What you will do —
a - In the coffee article, list each person or group of people who appears in the legend of how coffee was discovered.
b - Please pick out every line of the listing that contains the string "white", counting only matches with the same case.

Supplied text —
☆ ☆ ☆ ☆

Coffee is one of the world's favorite drinks and enjoyed on a daily basis by millions of people. Water is the only beverage that's more popular and Thomas Jefferson called coffee, "the favorite drink of the civilized world."
INSIDER found out some fun facts about the world's second favorite drink.
Coffee was supposedly discovered by a goat herder in Ethiopia.
While it's unclear exactly where coffee comes from, legend has it that the stimulating effects of coffee berries were accidentally discovered by a goat herder who noticed that his goats were particularly energetic after grazing berries from a specific tree. He passed on his findings to an abbot who made a drink with the berries, which kept him alert through long evening prayers.
The knowledge of this special berry was then spread to other monks and beyond.
There are three distinct coffee waves.
So far there have been three distinct coffee waves, or trends, that have defined the evolution of how people consume the drink.

☆ ☆ ☆ ☆

Point labels for objects —
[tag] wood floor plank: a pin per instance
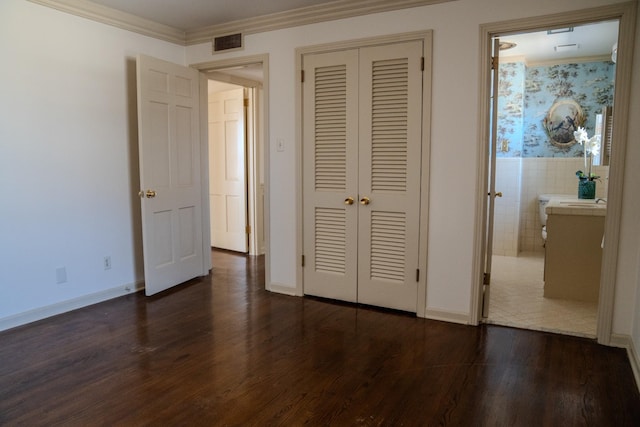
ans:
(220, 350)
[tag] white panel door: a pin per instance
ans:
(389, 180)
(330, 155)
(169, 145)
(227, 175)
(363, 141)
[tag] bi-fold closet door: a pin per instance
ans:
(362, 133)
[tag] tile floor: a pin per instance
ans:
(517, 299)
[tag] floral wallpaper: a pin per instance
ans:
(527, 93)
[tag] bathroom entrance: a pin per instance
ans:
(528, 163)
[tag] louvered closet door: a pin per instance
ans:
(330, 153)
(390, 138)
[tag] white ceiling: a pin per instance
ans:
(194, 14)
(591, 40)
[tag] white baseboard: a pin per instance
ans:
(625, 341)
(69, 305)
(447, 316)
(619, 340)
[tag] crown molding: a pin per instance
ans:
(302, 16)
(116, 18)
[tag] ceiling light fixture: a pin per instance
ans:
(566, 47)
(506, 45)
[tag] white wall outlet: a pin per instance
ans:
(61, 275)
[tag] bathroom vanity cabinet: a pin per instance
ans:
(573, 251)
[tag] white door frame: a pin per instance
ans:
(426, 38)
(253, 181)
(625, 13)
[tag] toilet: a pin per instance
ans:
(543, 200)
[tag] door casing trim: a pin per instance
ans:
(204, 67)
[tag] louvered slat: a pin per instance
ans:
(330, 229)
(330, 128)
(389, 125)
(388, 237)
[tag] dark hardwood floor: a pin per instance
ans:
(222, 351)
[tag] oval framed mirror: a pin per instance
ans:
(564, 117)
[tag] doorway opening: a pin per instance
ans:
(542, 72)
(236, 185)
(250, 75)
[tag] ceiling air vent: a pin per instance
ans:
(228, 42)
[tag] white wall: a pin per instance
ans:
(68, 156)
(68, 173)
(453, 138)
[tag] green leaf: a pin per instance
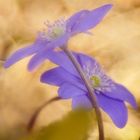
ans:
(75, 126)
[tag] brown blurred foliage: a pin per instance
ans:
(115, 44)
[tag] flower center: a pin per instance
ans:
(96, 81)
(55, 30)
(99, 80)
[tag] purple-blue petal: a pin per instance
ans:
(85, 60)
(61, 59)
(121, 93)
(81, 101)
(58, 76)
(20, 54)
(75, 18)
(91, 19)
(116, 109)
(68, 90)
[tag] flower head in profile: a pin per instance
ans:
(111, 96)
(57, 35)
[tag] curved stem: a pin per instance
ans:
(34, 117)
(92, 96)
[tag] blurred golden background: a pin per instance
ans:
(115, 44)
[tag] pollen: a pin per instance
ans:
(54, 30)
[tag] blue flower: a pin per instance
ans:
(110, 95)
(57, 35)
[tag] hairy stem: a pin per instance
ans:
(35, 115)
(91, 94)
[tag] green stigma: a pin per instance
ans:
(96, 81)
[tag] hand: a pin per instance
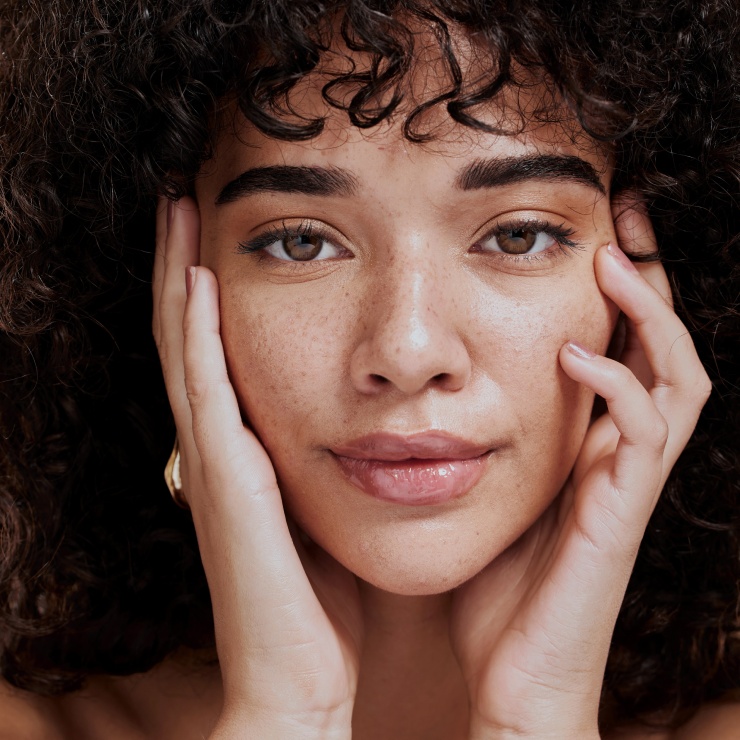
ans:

☆ ☆ ☆ ☆

Solutions to the tasks —
a - The goat herder, the abbot, and the other monks.

b -
[tag] white panel door: a pin per instance
[tag] white ceiling: a pin per instance
[tag] white baseboard: a pin per instance
[tag] white wall outlet: a pin per instance
[tag] white door frame: a pin per instance
[tag] white wall: a pin per instance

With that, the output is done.